What you will do =
Every entry should appear in your answer exactly as it does here.

Records provided: Begin

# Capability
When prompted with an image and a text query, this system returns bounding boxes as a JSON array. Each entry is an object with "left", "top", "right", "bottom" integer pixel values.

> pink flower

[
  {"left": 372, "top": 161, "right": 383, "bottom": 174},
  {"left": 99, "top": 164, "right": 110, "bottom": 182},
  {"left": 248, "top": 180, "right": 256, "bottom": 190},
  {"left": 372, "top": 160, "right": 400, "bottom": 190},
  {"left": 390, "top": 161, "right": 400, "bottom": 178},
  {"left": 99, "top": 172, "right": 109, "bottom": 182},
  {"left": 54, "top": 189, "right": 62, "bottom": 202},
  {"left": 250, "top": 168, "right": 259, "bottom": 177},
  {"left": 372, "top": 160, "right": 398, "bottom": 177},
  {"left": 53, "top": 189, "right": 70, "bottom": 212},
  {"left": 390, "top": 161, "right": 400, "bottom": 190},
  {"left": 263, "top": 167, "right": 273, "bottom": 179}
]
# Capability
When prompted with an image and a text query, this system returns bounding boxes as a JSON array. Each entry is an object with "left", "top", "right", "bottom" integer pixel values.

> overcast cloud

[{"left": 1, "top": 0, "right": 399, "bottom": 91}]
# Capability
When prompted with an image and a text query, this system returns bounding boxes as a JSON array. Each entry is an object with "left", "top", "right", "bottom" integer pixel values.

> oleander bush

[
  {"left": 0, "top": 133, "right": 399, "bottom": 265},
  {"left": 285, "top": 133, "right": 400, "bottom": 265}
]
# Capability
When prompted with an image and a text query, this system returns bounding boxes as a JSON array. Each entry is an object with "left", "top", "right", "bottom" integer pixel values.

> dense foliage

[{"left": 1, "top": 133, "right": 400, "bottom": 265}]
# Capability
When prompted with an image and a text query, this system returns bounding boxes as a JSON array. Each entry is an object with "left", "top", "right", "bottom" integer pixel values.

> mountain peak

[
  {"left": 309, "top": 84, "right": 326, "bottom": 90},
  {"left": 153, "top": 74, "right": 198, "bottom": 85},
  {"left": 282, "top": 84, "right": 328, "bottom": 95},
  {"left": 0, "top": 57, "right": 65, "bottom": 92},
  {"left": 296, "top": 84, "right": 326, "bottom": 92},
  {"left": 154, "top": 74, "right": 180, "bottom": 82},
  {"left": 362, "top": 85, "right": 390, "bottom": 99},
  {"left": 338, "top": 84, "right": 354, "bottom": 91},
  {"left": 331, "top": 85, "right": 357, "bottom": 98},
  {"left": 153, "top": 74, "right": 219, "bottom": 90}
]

Records provided: End

Answer space =
# Capability
When prompted with an image and a text query, this system returns bounding boxes as a JSON array. Each entry is an object with "left", "top", "right", "bottom" integer pixel values.

> pink flower

[
  {"left": 372, "top": 161, "right": 383, "bottom": 174},
  {"left": 99, "top": 164, "right": 110, "bottom": 182},
  {"left": 248, "top": 180, "right": 256, "bottom": 190},
  {"left": 372, "top": 160, "right": 400, "bottom": 190},
  {"left": 390, "top": 161, "right": 400, "bottom": 178},
  {"left": 99, "top": 172, "right": 109, "bottom": 182},
  {"left": 54, "top": 189, "right": 62, "bottom": 202},
  {"left": 250, "top": 168, "right": 259, "bottom": 177},
  {"left": 372, "top": 160, "right": 398, "bottom": 177},
  {"left": 53, "top": 189, "right": 70, "bottom": 212},
  {"left": 390, "top": 161, "right": 400, "bottom": 190},
  {"left": 263, "top": 167, "right": 273, "bottom": 179}
]
# Capability
When prompted with an image and a text query, this system returns bounding boxes as a JSON array. Each entry is an object with "left", "top", "right", "bottom" integer pixel values.

> overcast cloud

[{"left": 1, "top": 0, "right": 399, "bottom": 91}]
# Capability
When prompted with an image and a text query, this system returns bounding boxes as a JSON array. Each entry is an object with "left", "top", "right", "bottom" integer pixel values.

> oleander bush

[
  {"left": 0, "top": 133, "right": 399, "bottom": 265},
  {"left": 285, "top": 133, "right": 400, "bottom": 265}
]
# Capability
When prompted with an image and a text query, this system returns bounding boxes as a JSON array. Each entry is an object with "left", "top", "right", "bottom" integer pixel values.

> dense foliage

[{"left": 1, "top": 133, "right": 400, "bottom": 265}]
# Capability
When prompted with an image and a text query, this system returns bounding boxes as a JSON array. Each entry is an object with "left", "top", "right", "bottom" integer pixel values.

> mountain peak

[
  {"left": 309, "top": 84, "right": 326, "bottom": 90},
  {"left": 153, "top": 74, "right": 198, "bottom": 85},
  {"left": 282, "top": 84, "right": 328, "bottom": 95},
  {"left": 0, "top": 57, "right": 65, "bottom": 92},
  {"left": 296, "top": 84, "right": 326, "bottom": 92},
  {"left": 154, "top": 74, "right": 180, "bottom": 82},
  {"left": 362, "top": 85, "right": 390, "bottom": 99},
  {"left": 338, "top": 84, "right": 354, "bottom": 91},
  {"left": 331, "top": 85, "right": 357, "bottom": 98},
  {"left": 153, "top": 74, "right": 219, "bottom": 90}
]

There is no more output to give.